───── Data shown
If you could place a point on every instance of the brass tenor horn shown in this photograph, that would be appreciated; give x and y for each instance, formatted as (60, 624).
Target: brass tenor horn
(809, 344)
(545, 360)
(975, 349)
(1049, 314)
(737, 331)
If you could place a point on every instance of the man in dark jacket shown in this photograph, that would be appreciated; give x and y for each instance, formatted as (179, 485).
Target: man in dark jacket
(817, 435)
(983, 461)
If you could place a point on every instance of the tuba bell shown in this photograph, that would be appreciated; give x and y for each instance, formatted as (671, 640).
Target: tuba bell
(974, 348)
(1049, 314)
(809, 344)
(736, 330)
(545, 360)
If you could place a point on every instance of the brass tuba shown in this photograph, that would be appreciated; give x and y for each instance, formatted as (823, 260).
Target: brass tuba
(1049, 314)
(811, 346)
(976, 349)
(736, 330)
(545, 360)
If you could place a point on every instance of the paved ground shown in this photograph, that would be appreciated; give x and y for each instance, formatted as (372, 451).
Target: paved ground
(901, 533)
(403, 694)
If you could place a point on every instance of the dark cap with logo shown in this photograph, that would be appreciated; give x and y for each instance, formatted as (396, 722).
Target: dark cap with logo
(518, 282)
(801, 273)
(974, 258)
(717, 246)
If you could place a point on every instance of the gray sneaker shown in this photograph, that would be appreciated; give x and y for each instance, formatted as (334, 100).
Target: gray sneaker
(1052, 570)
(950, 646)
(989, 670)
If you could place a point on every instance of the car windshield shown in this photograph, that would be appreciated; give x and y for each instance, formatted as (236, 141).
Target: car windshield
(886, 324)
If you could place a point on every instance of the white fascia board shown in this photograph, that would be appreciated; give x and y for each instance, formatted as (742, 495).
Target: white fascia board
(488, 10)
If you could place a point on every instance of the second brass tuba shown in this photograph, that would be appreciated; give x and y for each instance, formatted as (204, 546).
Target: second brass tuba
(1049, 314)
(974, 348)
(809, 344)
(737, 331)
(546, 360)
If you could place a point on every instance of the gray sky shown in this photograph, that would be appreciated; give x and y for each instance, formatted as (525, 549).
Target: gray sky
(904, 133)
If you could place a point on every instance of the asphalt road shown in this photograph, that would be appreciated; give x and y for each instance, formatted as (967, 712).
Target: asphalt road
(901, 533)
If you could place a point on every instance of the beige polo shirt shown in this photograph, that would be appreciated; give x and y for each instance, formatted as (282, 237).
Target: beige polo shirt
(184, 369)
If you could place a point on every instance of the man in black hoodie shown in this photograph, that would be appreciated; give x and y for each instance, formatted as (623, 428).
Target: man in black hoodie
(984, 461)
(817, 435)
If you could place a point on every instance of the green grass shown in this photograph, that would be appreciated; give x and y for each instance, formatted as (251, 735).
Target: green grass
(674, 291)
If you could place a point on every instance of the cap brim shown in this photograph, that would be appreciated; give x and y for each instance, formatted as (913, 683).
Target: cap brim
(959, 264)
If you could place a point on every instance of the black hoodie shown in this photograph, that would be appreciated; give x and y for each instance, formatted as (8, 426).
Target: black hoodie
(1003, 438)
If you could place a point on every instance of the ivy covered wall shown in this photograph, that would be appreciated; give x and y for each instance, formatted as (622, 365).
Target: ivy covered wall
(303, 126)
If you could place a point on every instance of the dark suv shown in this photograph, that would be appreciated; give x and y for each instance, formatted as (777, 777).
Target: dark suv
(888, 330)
──────────
→ What needs to be done
All of the data needs to be printed once more, exactly.

→ Exercise solution
If you could place a point on every instance of the brass tenor horn shown in this photograph, that would be appreciated; give x and y for each instance, formatted as (60, 624).
Target: brass tenor horn
(809, 344)
(545, 360)
(975, 349)
(1049, 314)
(737, 331)
If you could place a point on every instance of the man in dark jacket shown in this photograph, that would be appreciated; give x and y for each instance, formatted as (179, 485).
Target: man in dark jacket
(817, 435)
(983, 461)
If you could place a point on every instance of the tuba bell shown in this photograph, that would be appreciated; give x and y for each instance, formatted as (671, 640).
Target: tuba bell
(974, 348)
(1049, 314)
(809, 344)
(736, 330)
(545, 360)
If you could place a point on every instance of the brass tuba shown in this photograph, that would be appreciated; give x and y for each instance, formatted as (823, 260).
Target: brass tuba
(1049, 314)
(811, 346)
(976, 349)
(736, 330)
(545, 360)
If you could place a point on every instance of the paved ground shown in this photograph, that would be appreciated; give x and y for each instance, formatted as (372, 451).
Target: paved ground
(901, 533)
(403, 694)
If you could place a point on every instance of the dark cap with logo shown in this photograph, that would be appreciated; give x and y for each instance, formatted as (396, 722).
Target: dark cap with logo
(518, 282)
(801, 273)
(974, 258)
(717, 246)
If you could place a point on every instance of the gray sneaker shown in this photograph, that would be appreciated; give x and y for each instance, formatted as (334, 100).
Target: gray sneaker
(1052, 570)
(950, 646)
(989, 670)
If you could place a point on every instance of the car windshield shown in this photograph, that would be appreciated; give x and y for each instance, formatted as (236, 141).
Target: car windshield
(886, 324)
If you could place a point on every instance of the white fascia board shown in this photograph, that would be appreciated; give x and y for each instance, formatted as (742, 495).
Target: white fascia board
(488, 10)
If you could place a point on every instance of the second brass tuba shown in this photograph, that would be appreciated; give x and y for each instance, formatted as (204, 546).
Target: second brass tuba
(1049, 314)
(974, 348)
(809, 344)
(737, 331)
(546, 360)
If you could place a point on every instance of the gray sky shown in this photograph, that would be appreciated; give x and y for each instance, formatted as (525, 549).
Target: gray sky
(904, 133)
If you could place a point on every instance of the asphalt road shown in this photograph, that would be appreciated; give x and y for each instance, formatted as (967, 712).
Target: asphalt road
(901, 533)
If you could place a point on every instance of the beige polo shirt shown in this photograph, that would be appreciated; give x and y for each instance, formatted as (282, 237).
Target: beige polo shirt
(184, 369)
If you could place a point on every instance of the man in black hoodie shown in this photograph, that would be appreciated; give x and y for each instance, formatted as (623, 428).
Target: man in black hoodie
(984, 461)
(817, 435)
If you could place a point on every instance of the green grass shown in this photograph, that would be appreciated; give x and y for each instance, formatted as (251, 735).
Target: green grass
(674, 291)
If you could place a point on every instance of the cap brim shown in this photograph, that would be appreciated; give x and y for each instance, formatted as (913, 683).
Target: cap brim
(959, 264)
If you could place a point on every instance of the black hoodie shown in this photograph, that would be appreciated; give x and y for each instance, formatted as (8, 426).
Target: black hoodie
(1003, 438)
If you could place a point on every instance of the ivy covered wall shown in this photograph, that would be appreciated; give x and y for each instance, formatted as (622, 365).
Target: ivy covered wall
(303, 126)
If you could place a point on every instance of the dark suv shown in this photograph, that would be appreciated; give x and y for each instance, formatted as (777, 777).
Target: dark suv
(888, 330)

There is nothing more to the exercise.